-- SHORT EXERCISE --
Convert the whole listing below into a JSON list of strings, with one string per line and blank lines dropped. Leave the pictures out.
=-=-=-=-=
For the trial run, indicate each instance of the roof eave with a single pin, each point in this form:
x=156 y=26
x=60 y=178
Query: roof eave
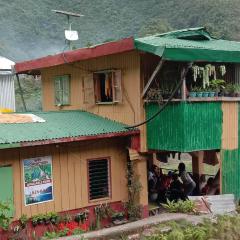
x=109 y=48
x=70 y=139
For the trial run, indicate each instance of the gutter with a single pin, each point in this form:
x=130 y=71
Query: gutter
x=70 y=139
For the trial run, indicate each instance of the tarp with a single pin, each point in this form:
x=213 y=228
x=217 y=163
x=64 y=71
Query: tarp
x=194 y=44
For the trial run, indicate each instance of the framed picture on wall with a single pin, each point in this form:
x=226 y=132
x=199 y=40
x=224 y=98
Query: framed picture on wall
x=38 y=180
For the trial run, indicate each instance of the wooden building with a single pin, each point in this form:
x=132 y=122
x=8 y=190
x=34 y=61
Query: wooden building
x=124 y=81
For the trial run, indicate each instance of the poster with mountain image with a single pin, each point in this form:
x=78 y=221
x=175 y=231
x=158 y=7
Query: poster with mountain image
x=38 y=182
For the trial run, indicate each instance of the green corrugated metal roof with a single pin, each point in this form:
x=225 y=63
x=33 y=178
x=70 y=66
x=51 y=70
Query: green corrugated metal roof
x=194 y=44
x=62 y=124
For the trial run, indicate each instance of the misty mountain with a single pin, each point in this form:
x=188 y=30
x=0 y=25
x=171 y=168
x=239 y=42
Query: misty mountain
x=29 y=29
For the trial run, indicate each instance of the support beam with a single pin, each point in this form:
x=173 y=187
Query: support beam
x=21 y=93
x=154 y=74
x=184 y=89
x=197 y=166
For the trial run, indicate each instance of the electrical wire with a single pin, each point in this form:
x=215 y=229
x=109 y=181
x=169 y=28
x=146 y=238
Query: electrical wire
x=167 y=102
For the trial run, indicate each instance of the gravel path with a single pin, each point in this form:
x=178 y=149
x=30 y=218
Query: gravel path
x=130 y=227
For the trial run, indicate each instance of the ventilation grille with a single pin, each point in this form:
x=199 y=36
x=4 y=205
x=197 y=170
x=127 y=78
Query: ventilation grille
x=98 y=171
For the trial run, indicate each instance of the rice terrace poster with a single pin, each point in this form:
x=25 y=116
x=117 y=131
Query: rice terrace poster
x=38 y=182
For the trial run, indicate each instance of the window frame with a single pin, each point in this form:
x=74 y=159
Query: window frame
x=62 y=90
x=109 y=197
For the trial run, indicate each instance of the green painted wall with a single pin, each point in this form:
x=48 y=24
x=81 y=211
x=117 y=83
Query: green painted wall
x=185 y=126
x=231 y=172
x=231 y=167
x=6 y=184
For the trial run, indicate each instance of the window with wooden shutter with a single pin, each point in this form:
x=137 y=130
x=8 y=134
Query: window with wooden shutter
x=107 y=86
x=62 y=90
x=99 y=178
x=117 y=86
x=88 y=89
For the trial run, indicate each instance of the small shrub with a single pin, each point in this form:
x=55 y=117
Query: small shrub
=-=-=-=-=
-- PROBLEM SOLUTION --
[
  "For the trial run, indicate each instance of the roof eave with a single pin, each point in this form:",
  "x=156 y=26",
  "x=60 y=178",
  "Query: roof eave",
  "x=109 y=48",
  "x=70 y=139",
  "For the trial run, indicate each instance of the gutter with a single pin, each point in this form:",
  "x=130 y=71",
  "Query: gutter",
  "x=70 y=139",
  "For the trial run, indicate each instance of the tarp with a single pin, each point in this form:",
  "x=213 y=228",
  "x=217 y=163",
  "x=64 y=71",
  "Query: tarp",
  "x=194 y=44",
  "For the trial run, indicate each instance of the framed picture on wall with a single pin, each point in this form:",
  "x=226 y=132",
  "x=199 y=40",
  "x=224 y=98",
  "Query: framed picture on wall",
  "x=38 y=180",
  "For the trial run, indicate each instance of the wooden building with a single pin, each point in this form:",
  "x=132 y=122",
  "x=8 y=190",
  "x=34 y=61",
  "Query: wooden building",
  "x=124 y=81",
  "For the trial run, indicate each instance of the poster with mountain image with a single pin, each point in this form:",
  "x=78 y=221",
  "x=175 y=231",
  "x=158 y=7",
  "Query: poster with mountain image",
  "x=38 y=182",
  "For the trial run, indicate each instance of the green corrugated metal roof with a single pin, each point in this form:",
  "x=225 y=63",
  "x=33 y=178",
  "x=70 y=66",
  "x=51 y=70",
  "Query: green corrugated metal roof",
  "x=194 y=44",
  "x=62 y=124",
  "For the trial run, indicate each instance of the misty mountain with a single pin, each point in this form:",
  "x=188 y=30",
  "x=0 y=25",
  "x=171 y=168",
  "x=239 y=42",
  "Query: misty mountain",
  "x=29 y=29",
  "For the trial run, indicate each instance of the support beam with a single pin, each point in this form:",
  "x=173 y=187",
  "Query: support beam",
  "x=21 y=93",
  "x=154 y=74",
  "x=184 y=89",
  "x=197 y=166",
  "For the trial run, indicate each instance of the electrical wire with a single pin, each point in this form:",
  "x=215 y=229",
  "x=109 y=181",
  "x=169 y=28",
  "x=146 y=238",
  "Query: electrical wire",
  "x=167 y=102",
  "For the trial run, indicate each instance of the gravel path with a single pin, each point in this form:",
  "x=178 y=149",
  "x=30 y=218",
  "Query: gravel path",
  "x=130 y=227",
  "For the trial run, indicate each instance of the ventilation grille with a single pin, each point in this form:",
  "x=199 y=36",
  "x=4 y=205",
  "x=197 y=170",
  "x=127 y=78",
  "Query: ventilation grille",
  "x=98 y=171",
  "For the trial run, indicate each instance of the rice terrace poster with a single pin, each point in this form:",
  "x=25 y=116",
  "x=117 y=131",
  "Query: rice terrace poster",
  "x=38 y=182",
  "For the trial run, indicate each instance of the window frame with a single pin, each point in this form:",
  "x=74 y=159",
  "Query: window frame",
  "x=62 y=90",
  "x=109 y=197",
  "For the trial run, indicate each instance of the green painted wall with a single pin, each point in this form:",
  "x=48 y=24",
  "x=81 y=211",
  "x=117 y=83",
  "Query: green painted wall",
  "x=185 y=126",
  "x=231 y=172",
  "x=231 y=167",
  "x=6 y=184",
  "For the trial run, indicate each instance of the window with wooden shutter with a single pin, each point in this form:",
  "x=137 y=130",
  "x=8 y=134",
  "Query: window with wooden shutter",
  "x=107 y=86",
  "x=62 y=90",
  "x=99 y=178",
  "x=117 y=86",
  "x=88 y=89",
  "For the trial run, indicate each instance of the small shrub with a single pin, each point in this form:",
  "x=55 y=117",
  "Query: small shrub"
]